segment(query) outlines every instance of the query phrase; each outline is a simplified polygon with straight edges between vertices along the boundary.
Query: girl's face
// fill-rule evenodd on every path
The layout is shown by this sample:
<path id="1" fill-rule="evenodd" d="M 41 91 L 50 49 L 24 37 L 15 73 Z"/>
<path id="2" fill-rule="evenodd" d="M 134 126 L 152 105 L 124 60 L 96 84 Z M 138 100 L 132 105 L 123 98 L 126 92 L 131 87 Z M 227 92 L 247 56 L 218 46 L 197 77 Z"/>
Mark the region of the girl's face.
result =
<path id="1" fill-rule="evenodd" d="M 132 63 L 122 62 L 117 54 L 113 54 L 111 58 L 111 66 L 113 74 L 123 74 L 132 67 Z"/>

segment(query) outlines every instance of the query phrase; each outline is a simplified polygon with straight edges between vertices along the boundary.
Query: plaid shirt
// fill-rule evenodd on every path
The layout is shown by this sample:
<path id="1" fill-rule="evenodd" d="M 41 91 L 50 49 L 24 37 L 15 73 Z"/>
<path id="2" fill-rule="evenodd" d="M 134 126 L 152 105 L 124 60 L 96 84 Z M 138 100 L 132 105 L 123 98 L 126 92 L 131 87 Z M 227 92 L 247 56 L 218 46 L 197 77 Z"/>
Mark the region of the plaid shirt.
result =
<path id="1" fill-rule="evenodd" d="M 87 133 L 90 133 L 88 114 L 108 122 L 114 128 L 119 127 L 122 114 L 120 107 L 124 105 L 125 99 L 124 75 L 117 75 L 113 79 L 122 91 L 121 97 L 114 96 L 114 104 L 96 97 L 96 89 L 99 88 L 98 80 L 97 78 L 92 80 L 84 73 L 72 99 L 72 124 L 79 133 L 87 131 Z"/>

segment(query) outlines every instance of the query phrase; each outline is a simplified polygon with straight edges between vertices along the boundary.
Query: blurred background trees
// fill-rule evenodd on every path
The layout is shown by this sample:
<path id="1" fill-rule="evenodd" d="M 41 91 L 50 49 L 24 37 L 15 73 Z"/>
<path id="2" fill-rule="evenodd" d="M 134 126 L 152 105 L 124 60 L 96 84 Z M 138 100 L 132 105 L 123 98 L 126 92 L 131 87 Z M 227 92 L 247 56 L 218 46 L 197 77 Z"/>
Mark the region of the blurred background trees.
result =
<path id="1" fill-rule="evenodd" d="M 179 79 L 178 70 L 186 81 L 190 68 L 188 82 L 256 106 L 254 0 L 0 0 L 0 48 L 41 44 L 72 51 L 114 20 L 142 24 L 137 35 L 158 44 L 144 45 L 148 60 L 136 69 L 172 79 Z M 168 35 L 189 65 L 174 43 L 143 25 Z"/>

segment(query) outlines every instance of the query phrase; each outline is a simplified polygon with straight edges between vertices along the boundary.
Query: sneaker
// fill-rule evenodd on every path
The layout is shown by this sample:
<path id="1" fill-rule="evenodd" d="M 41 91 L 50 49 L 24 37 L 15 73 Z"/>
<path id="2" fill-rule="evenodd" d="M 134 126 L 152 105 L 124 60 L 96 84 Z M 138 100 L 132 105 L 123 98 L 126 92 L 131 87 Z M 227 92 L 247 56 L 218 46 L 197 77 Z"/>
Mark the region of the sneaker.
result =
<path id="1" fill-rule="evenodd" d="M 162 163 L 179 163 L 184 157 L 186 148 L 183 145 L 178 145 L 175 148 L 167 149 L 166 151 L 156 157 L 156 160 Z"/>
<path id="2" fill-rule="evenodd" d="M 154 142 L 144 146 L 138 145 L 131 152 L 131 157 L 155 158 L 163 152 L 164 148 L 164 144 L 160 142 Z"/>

◆ TAREFA ESCRITA ◆
Pode formatar todas as linhas acima como uma lista JSON de strings, com uma string para cada linha e sem as linhas em branco?

◆ RESPOSTA ESCRITA ◆
[
  "segment(query) outlines every instance of the query phrase; each outline is a simplified polygon with straight edges between vertices along the boundary.",
  "Query: girl's face",
  "// fill-rule evenodd on every path",
  "The layout is shown by this sample:",
  "<path id=\"1\" fill-rule=\"evenodd\" d=\"M 41 91 L 50 49 L 24 37 L 15 73 Z\"/>",
  "<path id=\"2\" fill-rule=\"evenodd\" d=\"M 134 126 L 152 105 L 124 60 L 96 84 Z M 138 100 L 132 105 L 123 98 L 126 92 L 131 87 Z M 227 92 L 247 56 L 218 46 L 197 77 Z\"/>",
  "Mark the region of the girl's face.",
  "result =",
  "<path id=\"1\" fill-rule=\"evenodd\" d=\"M 132 63 L 122 62 L 117 54 L 113 54 L 111 58 L 111 66 L 113 74 L 123 74 L 132 67 Z\"/>",
  "segment(query) outlines every instance of the query phrase; each outline is a simplified polygon with straight edges between vertices along the boundary.",
  "Query: plaid shirt",
  "// fill-rule evenodd on every path",
  "The layout is shown by this sample:",
  "<path id=\"1\" fill-rule=\"evenodd\" d=\"M 41 91 L 50 49 L 24 37 L 15 73 Z\"/>",
  "<path id=\"2\" fill-rule=\"evenodd\" d=\"M 134 126 L 152 105 L 124 60 L 96 84 Z M 138 100 L 132 105 L 123 98 L 126 92 L 131 87 Z M 227 92 L 247 56 L 218 46 L 197 77 Z\"/>",
  "Mark the region of the plaid shirt.",
  "result =",
  "<path id=\"1\" fill-rule=\"evenodd\" d=\"M 87 133 L 90 133 L 88 114 L 108 122 L 114 128 L 119 127 L 122 114 L 120 107 L 124 105 L 125 99 L 124 75 L 117 75 L 113 79 L 122 91 L 121 97 L 114 96 L 114 104 L 96 97 L 96 89 L 99 88 L 98 80 L 97 78 L 92 80 L 84 73 L 72 99 L 72 124 L 79 133 L 87 131 Z\"/>",
  "segment(query) outlines every instance of the query phrase; each outline is a simplified polygon with straight edges between vertices along the boundary.",
  "Query: blurred background trees",
  "// fill-rule evenodd on every path",
  "The layout is shown by this sample:",
  "<path id=\"1\" fill-rule=\"evenodd\" d=\"M 41 91 L 50 49 L 24 37 L 15 73 Z\"/>",
  "<path id=\"2\" fill-rule=\"evenodd\" d=\"M 134 126 L 152 105 L 124 60 L 96 84 Z M 138 100 L 132 105 L 123 98 L 126 92 L 131 87 Z M 227 92 L 247 56 L 218 46 L 197 77 Z\"/>",
  "Mark the region of the blurred background trees.",
  "result =",
  "<path id=\"1\" fill-rule=\"evenodd\" d=\"M 179 79 L 178 70 L 186 81 L 190 68 L 188 82 L 256 106 L 254 0 L 0 0 L 0 48 L 41 44 L 72 51 L 114 20 L 142 24 L 137 35 L 158 44 L 144 45 L 148 60 L 136 69 L 172 79 Z M 168 35 L 189 65 L 174 43 L 143 25 Z\"/>",
  "segment(query) outlines every instance of the query phrase; each outline is a simplified polygon with straight edges between vertices along the boundary.",
  "Query: sneaker",
  "// fill-rule evenodd on every path",
  "The layout is shown by this sample:",
  "<path id=\"1\" fill-rule=\"evenodd\" d=\"M 41 91 L 50 49 L 24 37 L 15 73 Z\"/>",
  "<path id=\"2\" fill-rule=\"evenodd\" d=\"M 134 126 L 152 105 L 124 60 L 96 84 Z M 138 100 L 132 105 L 123 98 L 126 92 L 131 87 Z M 227 92 L 247 56 L 218 46 L 197 77 Z\"/>",
  "Mark the region of the sneaker.",
  "result =",
  "<path id=\"1\" fill-rule=\"evenodd\" d=\"M 162 163 L 179 163 L 184 157 L 186 148 L 183 145 L 178 145 L 175 148 L 167 149 L 166 151 L 156 157 L 156 160 Z\"/>",
  "<path id=\"2\" fill-rule=\"evenodd\" d=\"M 154 142 L 144 146 L 138 145 L 131 152 L 131 157 L 155 158 L 163 152 L 164 148 L 164 144 L 160 142 Z\"/>"
]